Pick out every line of the entries below that contains the string "slash", matching case exactly, and copy those lines.

** START Data **

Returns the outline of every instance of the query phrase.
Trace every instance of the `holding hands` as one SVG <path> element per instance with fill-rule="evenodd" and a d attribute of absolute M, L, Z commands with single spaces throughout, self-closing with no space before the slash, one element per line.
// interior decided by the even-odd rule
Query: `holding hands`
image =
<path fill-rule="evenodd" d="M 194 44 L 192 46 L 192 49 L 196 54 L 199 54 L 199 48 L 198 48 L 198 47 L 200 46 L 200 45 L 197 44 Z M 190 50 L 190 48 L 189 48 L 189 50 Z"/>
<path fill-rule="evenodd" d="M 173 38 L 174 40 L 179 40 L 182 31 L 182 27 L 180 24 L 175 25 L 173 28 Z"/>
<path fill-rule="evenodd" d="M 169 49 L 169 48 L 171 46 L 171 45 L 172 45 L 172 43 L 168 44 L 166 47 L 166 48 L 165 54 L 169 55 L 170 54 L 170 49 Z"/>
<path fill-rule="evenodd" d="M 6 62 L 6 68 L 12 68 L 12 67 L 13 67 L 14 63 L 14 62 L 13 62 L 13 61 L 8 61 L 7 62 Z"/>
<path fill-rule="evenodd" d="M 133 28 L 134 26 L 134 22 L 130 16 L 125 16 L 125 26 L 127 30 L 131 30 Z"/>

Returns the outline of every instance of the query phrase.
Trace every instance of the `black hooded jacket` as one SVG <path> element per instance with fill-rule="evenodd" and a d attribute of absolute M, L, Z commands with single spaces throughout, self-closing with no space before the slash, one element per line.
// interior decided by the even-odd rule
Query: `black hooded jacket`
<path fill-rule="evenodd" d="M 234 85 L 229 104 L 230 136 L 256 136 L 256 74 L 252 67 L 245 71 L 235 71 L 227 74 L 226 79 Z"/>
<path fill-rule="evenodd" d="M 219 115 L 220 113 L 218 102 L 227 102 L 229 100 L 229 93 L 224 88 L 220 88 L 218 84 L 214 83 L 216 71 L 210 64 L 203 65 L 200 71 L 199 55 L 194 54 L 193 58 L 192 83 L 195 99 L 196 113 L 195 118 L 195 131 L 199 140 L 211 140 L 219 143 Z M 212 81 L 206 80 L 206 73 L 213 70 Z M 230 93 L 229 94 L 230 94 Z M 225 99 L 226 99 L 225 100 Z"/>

** END Data **

## Response to this exercise
Trace every instance of the `holding hands` as one SVG <path> element per instance with fill-rule="evenodd" and a d attribute of absolute M, L, Z commands with single spaces throughout, self-closing with no space before the slash, one element per line.
Trace every instance of the `black hooded jacket` as one SVG <path> element per instance with fill-rule="evenodd" and a d attribute of absolute M, L, Z commands with single spaces throughout, self-closing with no space before the slash, one element per line.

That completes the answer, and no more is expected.